Exercise materials: Begin

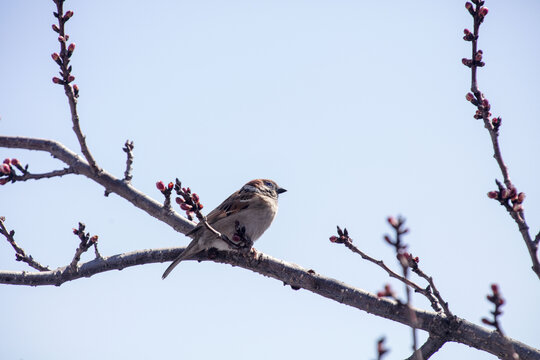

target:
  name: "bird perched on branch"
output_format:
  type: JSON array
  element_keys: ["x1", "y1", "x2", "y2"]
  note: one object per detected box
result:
[{"x1": 162, "y1": 179, "x2": 286, "y2": 279}]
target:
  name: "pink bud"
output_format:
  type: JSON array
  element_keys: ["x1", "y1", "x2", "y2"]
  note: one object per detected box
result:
[
  {"x1": 52, "y1": 77, "x2": 62, "y2": 84},
  {"x1": 3, "y1": 158, "x2": 10, "y2": 165},
  {"x1": 51, "y1": 53, "x2": 60, "y2": 61},
  {"x1": 387, "y1": 217, "x2": 398, "y2": 227},
  {"x1": 175, "y1": 197, "x2": 184, "y2": 204},
  {"x1": 465, "y1": 2, "x2": 473, "y2": 10},
  {"x1": 192, "y1": 193, "x2": 200, "y2": 203},
  {"x1": 1, "y1": 163, "x2": 11, "y2": 174},
  {"x1": 491, "y1": 284, "x2": 498, "y2": 294},
  {"x1": 517, "y1": 192, "x2": 526, "y2": 203},
  {"x1": 68, "y1": 43, "x2": 75, "y2": 52},
  {"x1": 64, "y1": 10, "x2": 74, "y2": 19},
  {"x1": 67, "y1": 75, "x2": 75, "y2": 83},
  {"x1": 10, "y1": 158, "x2": 20, "y2": 166},
  {"x1": 329, "y1": 236, "x2": 338, "y2": 243},
  {"x1": 465, "y1": 93, "x2": 474, "y2": 102},
  {"x1": 463, "y1": 28, "x2": 471, "y2": 35},
  {"x1": 52, "y1": 24, "x2": 60, "y2": 32},
  {"x1": 156, "y1": 181, "x2": 166, "y2": 191},
  {"x1": 479, "y1": 7, "x2": 489, "y2": 17},
  {"x1": 58, "y1": 36, "x2": 65, "y2": 43},
  {"x1": 168, "y1": 182, "x2": 174, "y2": 190},
  {"x1": 487, "y1": 191, "x2": 498, "y2": 199},
  {"x1": 180, "y1": 203, "x2": 192, "y2": 211},
  {"x1": 90, "y1": 235, "x2": 98, "y2": 243},
  {"x1": 0, "y1": 178, "x2": 8, "y2": 185}
]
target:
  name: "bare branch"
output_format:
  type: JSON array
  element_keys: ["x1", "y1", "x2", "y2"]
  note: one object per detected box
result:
[
  {"x1": 0, "y1": 217, "x2": 50, "y2": 271},
  {"x1": 0, "y1": 136, "x2": 196, "y2": 235},
  {"x1": 10, "y1": 167, "x2": 75, "y2": 182},
  {"x1": 51, "y1": 0, "x2": 99, "y2": 173},
  {"x1": 0, "y1": 247, "x2": 537, "y2": 360},
  {"x1": 463, "y1": 1, "x2": 540, "y2": 280}
]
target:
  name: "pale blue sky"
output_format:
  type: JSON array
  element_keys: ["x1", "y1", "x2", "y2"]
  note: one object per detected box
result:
[{"x1": 1, "y1": 1, "x2": 539, "y2": 359}]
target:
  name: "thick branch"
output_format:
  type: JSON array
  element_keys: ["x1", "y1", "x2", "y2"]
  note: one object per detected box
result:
[
  {"x1": 0, "y1": 136, "x2": 195, "y2": 234},
  {"x1": 0, "y1": 248, "x2": 537, "y2": 360}
]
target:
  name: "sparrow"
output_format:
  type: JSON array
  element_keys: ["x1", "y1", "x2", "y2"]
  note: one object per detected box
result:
[{"x1": 162, "y1": 179, "x2": 286, "y2": 279}]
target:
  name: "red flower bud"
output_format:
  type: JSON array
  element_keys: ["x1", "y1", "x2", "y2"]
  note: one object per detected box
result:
[
  {"x1": 175, "y1": 197, "x2": 184, "y2": 204},
  {"x1": 491, "y1": 284, "x2": 499, "y2": 294},
  {"x1": 64, "y1": 10, "x2": 74, "y2": 19},
  {"x1": 52, "y1": 24, "x2": 60, "y2": 32},
  {"x1": 475, "y1": 51, "x2": 483, "y2": 62},
  {"x1": 3, "y1": 158, "x2": 10, "y2": 165},
  {"x1": 479, "y1": 7, "x2": 489, "y2": 17},
  {"x1": 197, "y1": 203, "x2": 203, "y2": 210},
  {"x1": 481, "y1": 98, "x2": 489, "y2": 108},
  {"x1": 465, "y1": 93, "x2": 474, "y2": 102},
  {"x1": 463, "y1": 28, "x2": 471, "y2": 35},
  {"x1": 487, "y1": 191, "x2": 498, "y2": 199},
  {"x1": 58, "y1": 36, "x2": 65, "y2": 43},
  {"x1": 387, "y1": 217, "x2": 398, "y2": 228},
  {"x1": 72, "y1": 228, "x2": 79, "y2": 235},
  {"x1": 0, "y1": 178, "x2": 8, "y2": 185},
  {"x1": 156, "y1": 181, "x2": 166, "y2": 191},
  {"x1": 465, "y1": 2, "x2": 473, "y2": 10},
  {"x1": 462, "y1": 58, "x2": 472, "y2": 67},
  {"x1": 168, "y1": 182, "x2": 174, "y2": 190},
  {"x1": 513, "y1": 203, "x2": 523, "y2": 212},
  {"x1": 1, "y1": 163, "x2": 11, "y2": 174},
  {"x1": 68, "y1": 43, "x2": 76, "y2": 52},
  {"x1": 51, "y1": 53, "x2": 60, "y2": 61},
  {"x1": 52, "y1": 77, "x2": 62, "y2": 84},
  {"x1": 192, "y1": 193, "x2": 200, "y2": 203},
  {"x1": 329, "y1": 236, "x2": 338, "y2": 243},
  {"x1": 517, "y1": 192, "x2": 525, "y2": 203},
  {"x1": 11, "y1": 158, "x2": 20, "y2": 166},
  {"x1": 67, "y1": 75, "x2": 75, "y2": 83},
  {"x1": 481, "y1": 318, "x2": 493, "y2": 326},
  {"x1": 90, "y1": 235, "x2": 98, "y2": 243},
  {"x1": 180, "y1": 203, "x2": 192, "y2": 211}
]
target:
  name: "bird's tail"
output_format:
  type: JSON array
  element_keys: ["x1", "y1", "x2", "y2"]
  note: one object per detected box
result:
[{"x1": 162, "y1": 238, "x2": 204, "y2": 279}]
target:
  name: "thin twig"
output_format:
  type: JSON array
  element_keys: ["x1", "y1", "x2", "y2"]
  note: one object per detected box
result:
[
  {"x1": 405, "y1": 335, "x2": 447, "y2": 360},
  {"x1": 122, "y1": 140, "x2": 134, "y2": 183},
  {"x1": 0, "y1": 217, "x2": 50, "y2": 271},
  {"x1": 52, "y1": 0, "x2": 100, "y2": 173},
  {"x1": 463, "y1": 1, "x2": 540, "y2": 279},
  {"x1": 342, "y1": 240, "x2": 442, "y2": 313},
  {"x1": 10, "y1": 167, "x2": 75, "y2": 182}
]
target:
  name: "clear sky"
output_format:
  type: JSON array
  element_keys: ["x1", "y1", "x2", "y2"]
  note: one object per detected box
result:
[{"x1": 1, "y1": 1, "x2": 539, "y2": 359}]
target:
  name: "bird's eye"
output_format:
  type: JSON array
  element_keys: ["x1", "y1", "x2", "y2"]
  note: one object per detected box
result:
[{"x1": 264, "y1": 180, "x2": 274, "y2": 188}]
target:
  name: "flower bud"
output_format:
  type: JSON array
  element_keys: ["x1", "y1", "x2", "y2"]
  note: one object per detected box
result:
[
  {"x1": 329, "y1": 236, "x2": 338, "y2": 243},
  {"x1": 90, "y1": 235, "x2": 98, "y2": 243},
  {"x1": 67, "y1": 75, "x2": 75, "y2": 83},
  {"x1": 58, "y1": 36, "x2": 65, "y2": 43},
  {"x1": 491, "y1": 283, "x2": 499, "y2": 294},
  {"x1": 479, "y1": 7, "x2": 489, "y2": 17},
  {"x1": 68, "y1": 43, "x2": 75, "y2": 52},
  {"x1": 168, "y1": 182, "x2": 174, "y2": 190},
  {"x1": 64, "y1": 10, "x2": 74, "y2": 20},
  {"x1": 52, "y1": 24, "x2": 60, "y2": 32},
  {"x1": 1, "y1": 163, "x2": 11, "y2": 174},
  {"x1": 73, "y1": 84, "x2": 79, "y2": 96},
  {"x1": 487, "y1": 191, "x2": 498, "y2": 199},
  {"x1": 72, "y1": 228, "x2": 79, "y2": 235},
  {"x1": 10, "y1": 158, "x2": 20, "y2": 167},
  {"x1": 465, "y1": 2, "x2": 473, "y2": 10},
  {"x1": 0, "y1": 178, "x2": 8, "y2": 185},
  {"x1": 197, "y1": 203, "x2": 203, "y2": 210},
  {"x1": 156, "y1": 181, "x2": 166, "y2": 191},
  {"x1": 513, "y1": 203, "x2": 523, "y2": 212},
  {"x1": 3, "y1": 158, "x2": 10, "y2": 165},
  {"x1": 180, "y1": 203, "x2": 192, "y2": 211},
  {"x1": 465, "y1": 93, "x2": 474, "y2": 102},
  {"x1": 52, "y1": 77, "x2": 62, "y2": 84},
  {"x1": 462, "y1": 58, "x2": 472, "y2": 67},
  {"x1": 517, "y1": 192, "x2": 525, "y2": 203},
  {"x1": 175, "y1": 197, "x2": 184, "y2": 204},
  {"x1": 51, "y1": 53, "x2": 60, "y2": 61},
  {"x1": 387, "y1": 217, "x2": 398, "y2": 228}
]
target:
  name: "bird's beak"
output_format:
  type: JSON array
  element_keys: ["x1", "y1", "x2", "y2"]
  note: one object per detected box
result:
[{"x1": 277, "y1": 187, "x2": 287, "y2": 194}]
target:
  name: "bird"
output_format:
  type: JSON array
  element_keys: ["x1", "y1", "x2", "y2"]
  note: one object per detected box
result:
[{"x1": 162, "y1": 179, "x2": 286, "y2": 279}]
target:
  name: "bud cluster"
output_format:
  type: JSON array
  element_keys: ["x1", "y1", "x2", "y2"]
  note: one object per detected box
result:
[
  {"x1": 481, "y1": 284, "x2": 505, "y2": 332},
  {"x1": 464, "y1": 1, "x2": 489, "y2": 21},
  {"x1": 329, "y1": 226, "x2": 350, "y2": 244},
  {"x1": 72, "y1": 222, "x2": 99, "y2": 247},
  {"x1": 50, "y1": 6, "x2": 79, "y2": 96},
  {"x1": 0, "y1": 158, "x2": 27, "y2": 185},
  {"x1": 173, "y1": 179, "x2": 204, "y2": 220},
  {"x1": 487, "y1": 184, "x2": 525, "y2": 212}
]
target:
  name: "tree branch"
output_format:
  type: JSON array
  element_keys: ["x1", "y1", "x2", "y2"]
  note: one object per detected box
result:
[
  {"x1": 0, "y1": 247, "x2": 537, "y2": 359},
  {"x1": 0, "y1": 136, "x2": 196, "y2": 235},
  {"x1": 10, "y1": 167, "x2": 76, "y2": 182}
]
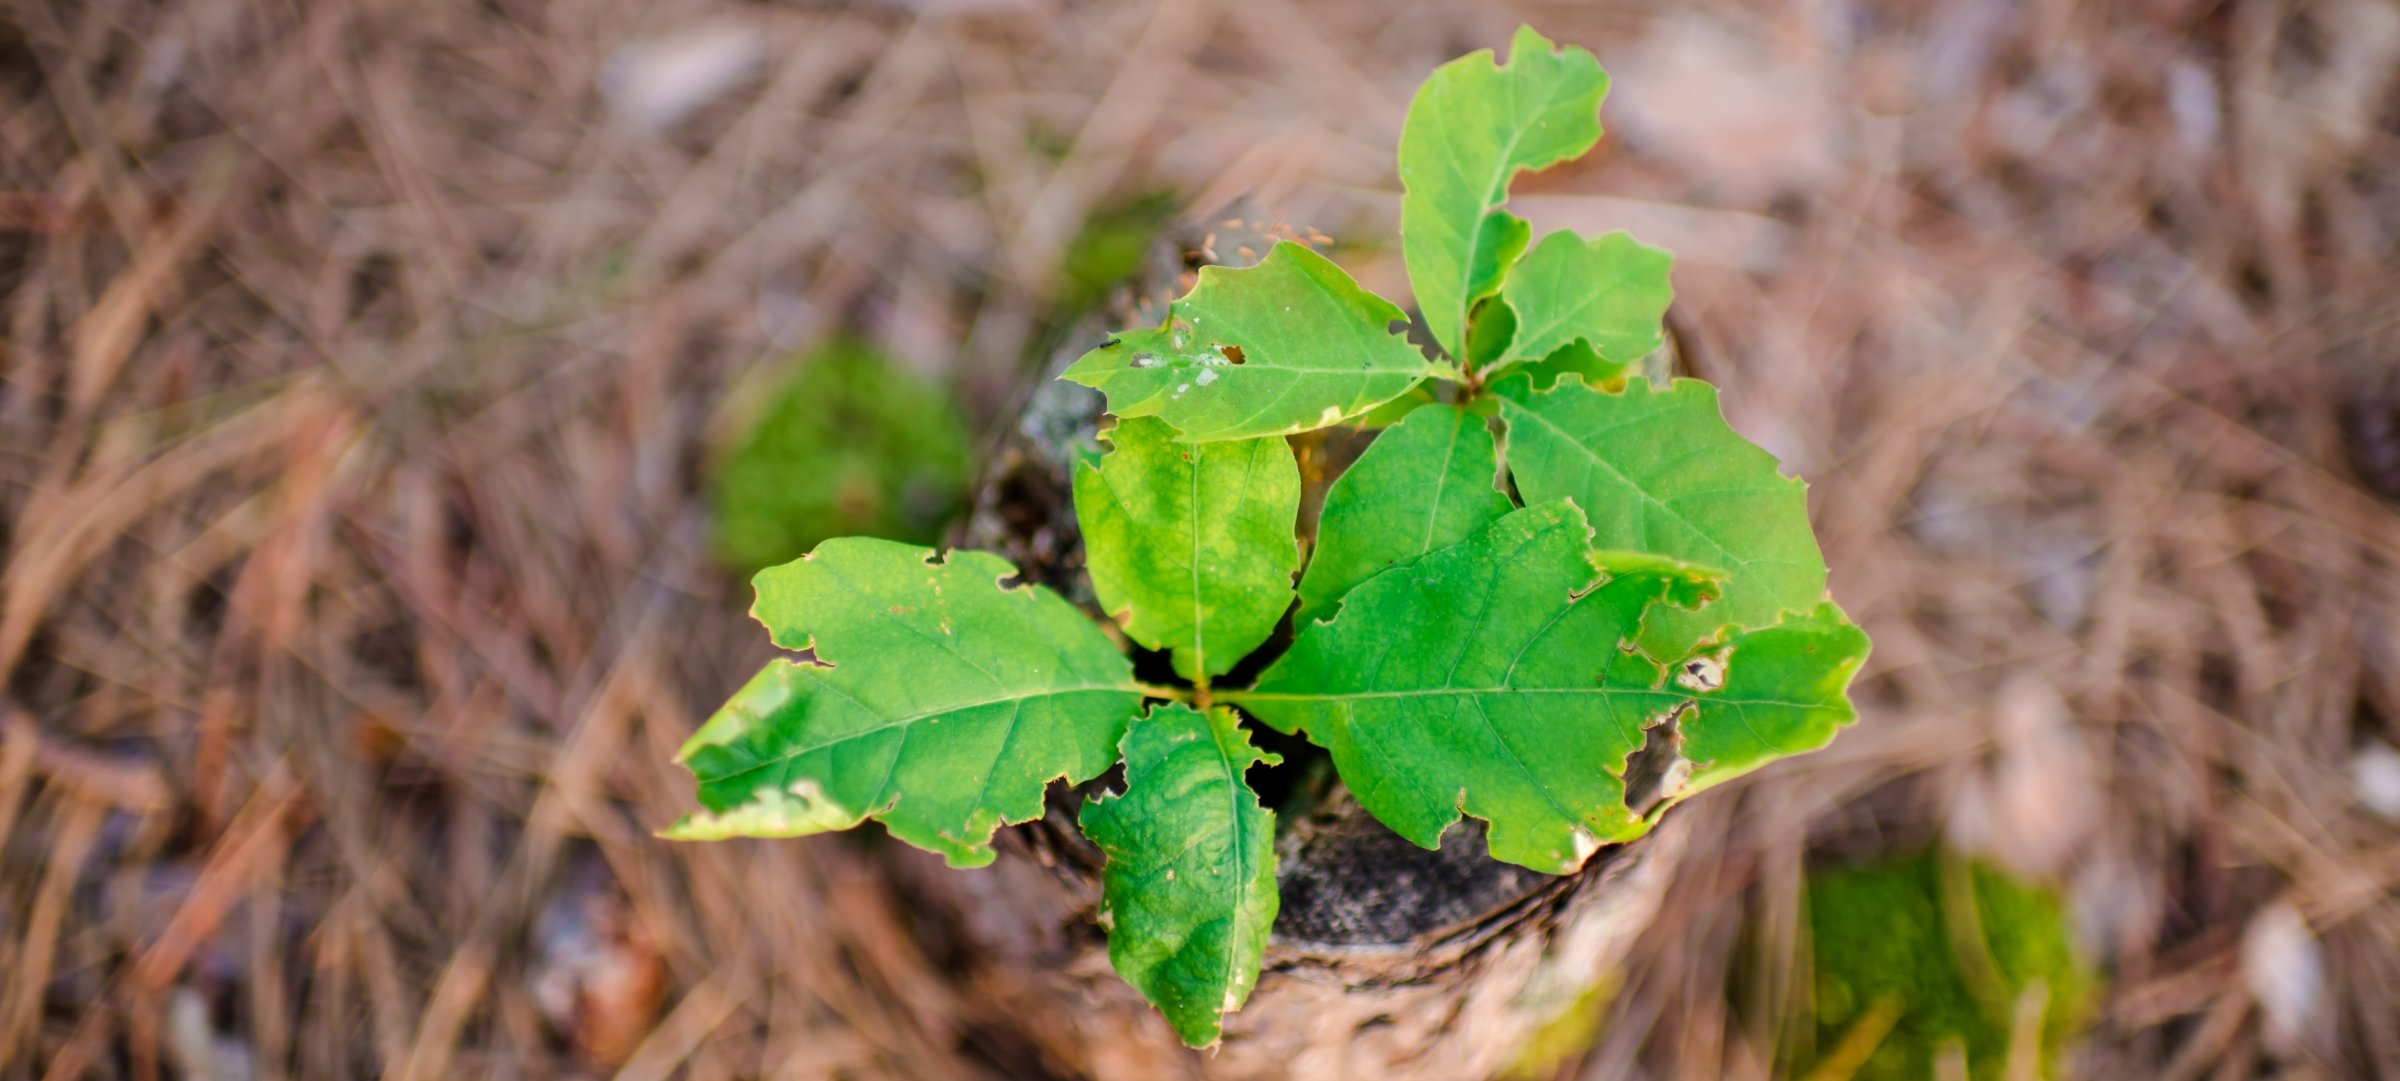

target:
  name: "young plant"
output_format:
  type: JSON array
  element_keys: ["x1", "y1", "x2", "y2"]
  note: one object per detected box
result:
[{"x1": 667, "y1": 27, "x2": 1870, "y2": 1048}]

Exercise materials: End

Every line of the listing that holds the string "branch" counts once. Give the total alone.

_Completed task_
4